+++ Extracted data +++
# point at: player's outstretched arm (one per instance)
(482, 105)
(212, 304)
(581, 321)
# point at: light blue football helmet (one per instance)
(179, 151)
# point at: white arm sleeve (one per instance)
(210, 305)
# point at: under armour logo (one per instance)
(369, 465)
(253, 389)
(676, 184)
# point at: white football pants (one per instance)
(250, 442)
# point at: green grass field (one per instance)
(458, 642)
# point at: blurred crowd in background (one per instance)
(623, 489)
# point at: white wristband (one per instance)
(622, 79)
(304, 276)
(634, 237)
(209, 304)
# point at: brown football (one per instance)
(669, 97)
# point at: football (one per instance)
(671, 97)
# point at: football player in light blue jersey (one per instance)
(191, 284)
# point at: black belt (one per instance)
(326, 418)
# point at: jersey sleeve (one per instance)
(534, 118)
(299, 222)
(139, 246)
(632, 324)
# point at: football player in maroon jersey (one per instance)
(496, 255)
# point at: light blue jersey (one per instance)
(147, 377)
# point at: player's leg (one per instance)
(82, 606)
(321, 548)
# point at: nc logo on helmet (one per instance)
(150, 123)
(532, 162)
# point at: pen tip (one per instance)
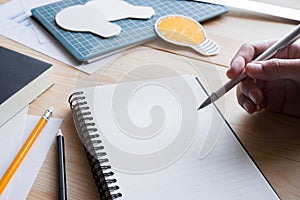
(59, 132)
(51, 108)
+++
• **What you are asked to do**
Turn all the data above into a numbered list of its lines, leaving out blank lines and any pictures.

• **Correct output**
1. # point at: player's outstretched arm (one per instance)
2. (482, 105)
3. (212, 304)
4. (581, 321)
5. # point at: light blue football helmet (one per instance)
6. (179, 151)
7. # point at: white arm sleeve (one per instance)
8. (210, 305)
9. # point at: under armour logo (one per instance)
10. (369, 465)
11. (253, 389)
12. (676, 184)
13. # point at: white football pants (one per instance)
14. (250, 442)
15. # point at: green grass field (one per instance)
16. (458, 642)
17. # point at: blurred crowd in background (one per instance)
18. (623, 489)
19. # point at: white wristband (one per instance)
20. (622, 79)
21. (304, 276)
22. (634, 237)
23. (209, 304)
24. # point at: brown football (one per instance)
25. (669, 97)
26. # point at: football (one per instance)
27. (671, 97)
28. # point at: football player in light blue jersey (one per instance)
29. (191, 284)
30. # point at: black belt (one per instance)
31. (326, 418)
32. # point at: jersey sleeve (one per instance)
33. (534, 118)
34. (299, 222)
35. (139, 246)
36. (632, 324)
37. # point at: football player in maroon jersey (one per instance)
38. (496, 255)
39. # point at: light blue jersey (one per instance)
40. (147, 377)
41. # point at: player's leg (one per instance)
42. (82, 606)
43. (321, 548)
44. # point at: nc logo on helmet (one per instance)
45. (150, 123)
46. (532, 162)
47. # point at: pen tip (one per instance)
48. (59, 132)
49. (51, 108)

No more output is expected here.